Assigned task:
Write every record out again exactly as given.

Provided records:
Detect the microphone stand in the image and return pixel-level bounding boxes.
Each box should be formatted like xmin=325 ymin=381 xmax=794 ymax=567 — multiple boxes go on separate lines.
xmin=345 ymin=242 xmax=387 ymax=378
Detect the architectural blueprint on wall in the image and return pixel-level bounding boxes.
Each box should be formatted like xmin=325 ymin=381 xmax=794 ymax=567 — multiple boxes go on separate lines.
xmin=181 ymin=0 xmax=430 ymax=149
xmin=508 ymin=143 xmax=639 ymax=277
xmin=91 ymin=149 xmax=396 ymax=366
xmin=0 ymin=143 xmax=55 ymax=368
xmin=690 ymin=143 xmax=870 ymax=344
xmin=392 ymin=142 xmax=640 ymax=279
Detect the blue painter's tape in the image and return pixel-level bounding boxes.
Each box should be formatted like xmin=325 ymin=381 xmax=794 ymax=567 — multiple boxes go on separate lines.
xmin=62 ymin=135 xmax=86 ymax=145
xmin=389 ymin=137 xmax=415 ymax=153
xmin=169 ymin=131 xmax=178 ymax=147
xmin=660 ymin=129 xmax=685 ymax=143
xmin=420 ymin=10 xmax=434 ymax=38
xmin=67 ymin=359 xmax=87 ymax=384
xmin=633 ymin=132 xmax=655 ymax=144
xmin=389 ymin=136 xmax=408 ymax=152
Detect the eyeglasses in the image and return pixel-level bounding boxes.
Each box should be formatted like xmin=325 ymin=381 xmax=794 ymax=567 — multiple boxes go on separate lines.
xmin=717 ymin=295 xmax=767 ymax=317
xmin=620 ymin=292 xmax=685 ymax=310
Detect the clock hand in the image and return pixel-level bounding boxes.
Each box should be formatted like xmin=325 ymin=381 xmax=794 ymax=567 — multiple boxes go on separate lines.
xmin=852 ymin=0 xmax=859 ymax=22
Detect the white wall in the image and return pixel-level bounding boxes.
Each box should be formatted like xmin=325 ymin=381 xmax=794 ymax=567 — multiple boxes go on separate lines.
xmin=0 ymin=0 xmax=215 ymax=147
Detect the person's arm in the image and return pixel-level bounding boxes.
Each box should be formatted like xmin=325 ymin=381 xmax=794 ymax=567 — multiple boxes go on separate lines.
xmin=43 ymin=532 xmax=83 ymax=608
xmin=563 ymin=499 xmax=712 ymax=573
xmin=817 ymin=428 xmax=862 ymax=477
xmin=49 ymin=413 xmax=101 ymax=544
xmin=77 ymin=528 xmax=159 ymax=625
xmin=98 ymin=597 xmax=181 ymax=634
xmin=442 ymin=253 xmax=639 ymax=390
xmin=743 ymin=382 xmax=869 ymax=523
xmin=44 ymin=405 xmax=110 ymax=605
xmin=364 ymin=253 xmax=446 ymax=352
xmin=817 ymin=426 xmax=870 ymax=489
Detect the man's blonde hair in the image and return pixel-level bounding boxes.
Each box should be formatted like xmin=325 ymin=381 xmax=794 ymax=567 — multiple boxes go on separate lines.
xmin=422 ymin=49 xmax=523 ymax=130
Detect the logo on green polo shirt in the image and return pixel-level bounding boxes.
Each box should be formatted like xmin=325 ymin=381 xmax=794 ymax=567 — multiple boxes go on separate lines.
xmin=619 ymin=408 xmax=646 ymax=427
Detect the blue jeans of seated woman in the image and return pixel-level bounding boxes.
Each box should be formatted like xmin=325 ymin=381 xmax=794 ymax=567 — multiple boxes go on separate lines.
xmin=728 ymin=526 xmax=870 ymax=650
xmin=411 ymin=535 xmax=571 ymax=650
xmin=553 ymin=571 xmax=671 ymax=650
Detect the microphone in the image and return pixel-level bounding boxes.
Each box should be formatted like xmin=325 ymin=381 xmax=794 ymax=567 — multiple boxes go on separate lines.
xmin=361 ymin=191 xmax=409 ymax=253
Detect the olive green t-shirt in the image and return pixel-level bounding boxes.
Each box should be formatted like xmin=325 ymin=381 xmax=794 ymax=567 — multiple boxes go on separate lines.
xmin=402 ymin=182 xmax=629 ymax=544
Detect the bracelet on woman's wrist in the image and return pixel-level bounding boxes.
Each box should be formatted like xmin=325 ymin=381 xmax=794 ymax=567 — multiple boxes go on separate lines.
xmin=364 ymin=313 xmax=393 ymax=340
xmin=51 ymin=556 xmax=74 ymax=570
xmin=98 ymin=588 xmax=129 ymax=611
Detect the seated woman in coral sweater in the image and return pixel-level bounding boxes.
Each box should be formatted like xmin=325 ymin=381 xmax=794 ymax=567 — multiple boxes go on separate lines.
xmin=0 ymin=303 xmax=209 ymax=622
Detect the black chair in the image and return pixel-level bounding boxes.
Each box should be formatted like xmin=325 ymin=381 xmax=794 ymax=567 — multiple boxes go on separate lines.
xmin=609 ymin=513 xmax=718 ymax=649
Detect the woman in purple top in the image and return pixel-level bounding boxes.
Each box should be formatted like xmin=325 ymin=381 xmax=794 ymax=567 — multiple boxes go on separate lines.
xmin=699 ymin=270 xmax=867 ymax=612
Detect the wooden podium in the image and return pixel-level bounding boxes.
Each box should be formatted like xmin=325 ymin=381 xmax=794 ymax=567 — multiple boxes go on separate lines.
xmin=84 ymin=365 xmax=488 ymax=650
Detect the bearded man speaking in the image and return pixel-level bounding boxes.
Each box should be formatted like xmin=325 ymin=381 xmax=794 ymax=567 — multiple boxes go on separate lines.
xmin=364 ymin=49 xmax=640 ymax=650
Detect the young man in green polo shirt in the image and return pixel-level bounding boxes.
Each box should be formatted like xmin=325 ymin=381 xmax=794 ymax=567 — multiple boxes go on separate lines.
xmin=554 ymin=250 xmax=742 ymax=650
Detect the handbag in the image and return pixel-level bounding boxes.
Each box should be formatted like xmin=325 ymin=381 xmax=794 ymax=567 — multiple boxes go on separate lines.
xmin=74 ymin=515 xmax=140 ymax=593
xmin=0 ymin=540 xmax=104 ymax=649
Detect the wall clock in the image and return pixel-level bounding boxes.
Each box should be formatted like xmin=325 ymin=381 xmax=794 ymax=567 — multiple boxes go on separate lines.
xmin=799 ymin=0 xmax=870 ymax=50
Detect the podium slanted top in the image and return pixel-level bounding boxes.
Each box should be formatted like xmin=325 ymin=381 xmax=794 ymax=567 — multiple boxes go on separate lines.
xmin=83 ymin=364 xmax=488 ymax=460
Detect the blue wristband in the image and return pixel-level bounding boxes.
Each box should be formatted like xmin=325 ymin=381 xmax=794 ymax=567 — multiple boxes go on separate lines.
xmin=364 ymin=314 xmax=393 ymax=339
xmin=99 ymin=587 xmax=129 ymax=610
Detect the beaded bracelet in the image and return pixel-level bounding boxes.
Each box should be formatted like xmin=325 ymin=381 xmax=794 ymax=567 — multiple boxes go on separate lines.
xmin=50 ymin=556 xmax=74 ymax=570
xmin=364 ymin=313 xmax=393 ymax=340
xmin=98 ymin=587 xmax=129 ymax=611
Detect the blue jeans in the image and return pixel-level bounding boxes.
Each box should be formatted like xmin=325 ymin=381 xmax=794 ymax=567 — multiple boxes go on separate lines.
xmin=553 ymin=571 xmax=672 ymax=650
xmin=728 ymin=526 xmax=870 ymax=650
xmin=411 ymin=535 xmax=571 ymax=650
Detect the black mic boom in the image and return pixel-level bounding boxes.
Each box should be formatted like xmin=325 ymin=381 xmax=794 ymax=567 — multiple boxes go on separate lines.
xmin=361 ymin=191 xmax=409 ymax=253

Result for this exercise:
Detect the microphone stand in the image and return pixel-level bounding boxes.
Each box should be formatted like xmin=325 ymin=381 xmax=794 ymax=567 — multiple boxes go on separate lines.
xmin=345 ymin=242 xmax=387 ymax=378
Detect the architectural blueprint on wall in the image and return pixel-level bounding boxes.
Each box should be formatted like xmin=325 ymin=381 xmax=794 ymax=567 — multiple boxes go on separate lines.
xmin=181 ymin=0 xmax=430 ymax=149
xmin=508 ymin=143 xmax=639 ymax=277
xmin=91 ymin=149 xmax=396 ymax=366
xmin=0 ymin=143 xmax=55 ymax=368
xmin=690 ymin=143 xmax=870 ymax=344
xmin=392 ymin=142 xmax=640 ymax=279
Detect the blue painter's tape in the image and return pixel-level bounding boxes.
Each box should be formatted like xmin=325 ymin=381 xmax=794 ymax=567 — multiple boxes go on separate lines.
xmin=62 ymin=135 xmax=86 ymax=145
xmin=389 ymin=137 xmax=415 ymax=153
xmin=169 ymin=131 xmax=178 ymax=147
xmin=660 ymin=129 xmax=685 ymax=143
xmin=420 ymin=10 xmax=434 ymax=38
xmin=67 ymin=359 xmax=87 ymax=384
xmin=633 ymin=132 xmax=655 ymax=144
xmin=389 ymin=136 xmax=408 ymax=152
Detect the eyeglasses in the image and return pixel-level bounding boxes.
Each box should be formatted like xmin=325 ymin=381 xmax=794 ymax=567 — multiple boxes go on separate lines.
xmin=717 ymin=295 xmax=767 ymax=317
xmin=620 ymin=292 xmax=685 ymax=310
Detect the clock hand in the image and return pixel-level bounding boxes.
Each box should be formatted like xmin=325 ymin=381 xmax=794 ymax=567 — multiple boxes go on separate lines.
xmin=852 ymin=0 xmax=859 ymax=22
Detect the white wall in the image and return pixel-level bounding boxes.
Each box should be formatted like xmin=325 ymin=381 xmax=794 ymax=567 — multiple boxes go on separate lines.
xmin=0 ymin=0 xmax=215 ymax=147
Detect the person's arm in the image and return pixel-level bounding boxes.
Each box should be formatted like xmin=325 ymin=381 xmax=794 ymax=567 — multiple boxes go on separate lines.
xmin=43 ymin=532 xmax=83 ymax=608
xmin=563 ymin=499 xmax=712 ymax=573
xmin=817 ymin=428 xmax=862 ymax=477
xmin=49 ymin=413 xmax=101 ymax=544
xmin=77 ymin=528 xmax=159 ymax=625
xmin=98 ymin=597 xmax=181 ymax=634
xmin=442 ymin=253 xmax=639 ymax=390
xmin=743 ymin=382 xmax=869 ymax=523
xmin=44 ymin=405 xmax=110 ymax=605
xmin=364 ymin=253 xmax=446 ymax=352
xmin=817 ymin=426 xmax=870 ymax=489
Detect the man's blonde hair in the image and return pixel-level bounding boxes.
Each box should be formatted like xmin=325 ymin=381 xmax=794 ymax=567 — multiple boxes go on separate lines.
xmin=422 ymin=49 xmax=523 ymax=130
Detect the logo on green polo shirt in the image and return pixel-level bounding boxes.
Each box should be formatted like xmin=325 ymin=381 xmax=794 ymax=567 — multiple boxes go on separate lines.
xmin=619 ymin=408 xmax=646 ymax=427
Detect the blue jeans of seated woman in the image and return pixel-level bounding boxes.
Each box should be formatted like xmin=325 ymin=381 xmax=794 ymax=567 — multiple boxes go on separate lines.
xmin=728 ymin=526 xmax=870 ymax=650
xmin=411 ymin=535 xmax=571 ymax=650
xmin=553 ymin=571 xmax=671 ymax=650
Detect the microphone in the image and return pixel-level bounding boxes.
Each box should be formatted like xmin=325 ymin=381 xmax=794 ymax=567 — multiple boxes go on separate lines.
xmin=361 ymin=191 xmax=409 ymax=253
Detect the olive green t-shirt in the image and return pixel-level bounding boxes.
Each box should be formatted like xmin=325 ymin=381 xmax=794 ymax=567 — multiple boxes go on separate lines.
xmin=402 ymin=182 xmax=629 ymax=544
Detect the bracelet on woman's wrist in the image and return pixel-level bounding boxes.
Each box should be formatted like xmin=325 ymin=381 xmax=794 ymax=567 — multiple boxes go on separate lines.
xmin=364 ymin=313 xmax=393 ymax=340
xmin=51 ymin=556 xmax=74 ymax=570
xmin=98 ymin=588 xmax=129 ymax=611
Detect the seated woman in coral sweater in the image and return pixel-level bounding boxes.
Each box should be formatted like xmin=325 ymin=381 xmax=794 ymax=567 — multiple boxes go on separate lines.
xmin=0 ymin=303 xmax=209 ymax=622
Detect the black chair in the image and return pixel-level bounding boxes.
Each box should be formatted like xmin=325 ymin=381 xmax=794 ymax=567 — multiple boxes go on separate lines.
xmin=609 ymin=513 xmax=718 ymax=649
Detect the woman in purple top in the image and return pixel-level bounding boxes.
Each box should be formatted like xmin=325 ymin=381 xmax=794 ymax=567 — multiple boxes go on separate lines.
xmin=699 ymin=270 xmax=867 ymax=612
Detect the wooden podium in the image and return pixel-level bounding boxes.
Each box should be formatted like xmin=325 ymin=381 xmax=794 ymax=567 — multiple boxes go on separate lines.
xmin=84 ymin=365 xmax=488 ymax=650
Detect the bearded man speaking in the image and return pixel-level bounding boxes.
Each box should be formatted like xmin=325 ymin=381 xmax=794 ymax=567 — multiple boxes go on separate lines.
xmin=364 ymin=49 xmax=640 ymax=650
Detect the young man in green polo shirt in the image and return pixel-level bounding boxes.
Each box should be formatted like xmin=325 ymin=381 xmax=794 ymax=567 — multiple boxes go on separate lines.
xmin=554 ymin=250 xmax=742 ymax=650
Detect the handbag in the image and return pixel-level bounding boxes.
Each box should be formatted like xmin=325 ymin=381 xmax=794 ymax=567 — multiple boxes go on separate lines.
xmin=74 ymin=515 xmax=140 ymax=593
xmin=0 ymin=540 xmax=104 ymax=649
Detect the wall clock in the image and return pixel-level bounding boxes.
Each box should be formatted like xmin=325 ymin=381 xmax=794 ymax=567 — multiple boxes go on separate lines.
xmin=799 ymin=0 xmax=870 ymax=50
Detect the podium slanted top in the image and return pixel-level bounding boxes.
Each box should be formatted like xmin=325 ymin=381 xmax=794 ymax=567 — multiple boxes go on separate lines.
xmin=83 ymin=364 xmax=488 ymax=460
Detect the blue wristband in the image and return pixel-level bounding boxes.
Each box should be formatted like xmin=325 ymin=381 xmax=794 ymax=567 — multiple boxes go on separate lines.
xmin=364 ymin=314 xmax=393 ymax=339
xmin=99 ymin=587 xmax=129 ymax=610
Detect the beaded bracelet in the image and return pixel-level bounding boxes.
Each box should be formatted like xmin=325 ymin=381 xmax=794 ymax=567 — multiple boxes go on separate lines.
xmin=50 ymin=556 xmax=74 ymax=570
xmin=364 ymin=313 xmax=393 ymax=340
xmin=98 ymin=587 xmax=129 ymax=611
Detect the blue jeans in the image and return pixel-level bounding boxes.
Each box should be formatted like xmin=325 ymin=381 xmax=794 ymax=567 — multiple boxes go on separate lines.
xmin=553 ymin=571 xmax=672 ymax=650
xmin=728 ymin=526 xmax=870 ymax=650
xmin=411 ymin=535 xmax=571 ymax=650
Detect the black mic boom in the image and return pixel-level bounding boxes.
Each box should be formatted like xmin=325 ymin=381 xmax=794 ymax=567 — multiple boxes go on separate lines.
xmin=361 ymin=191 xmax=409 ymax=253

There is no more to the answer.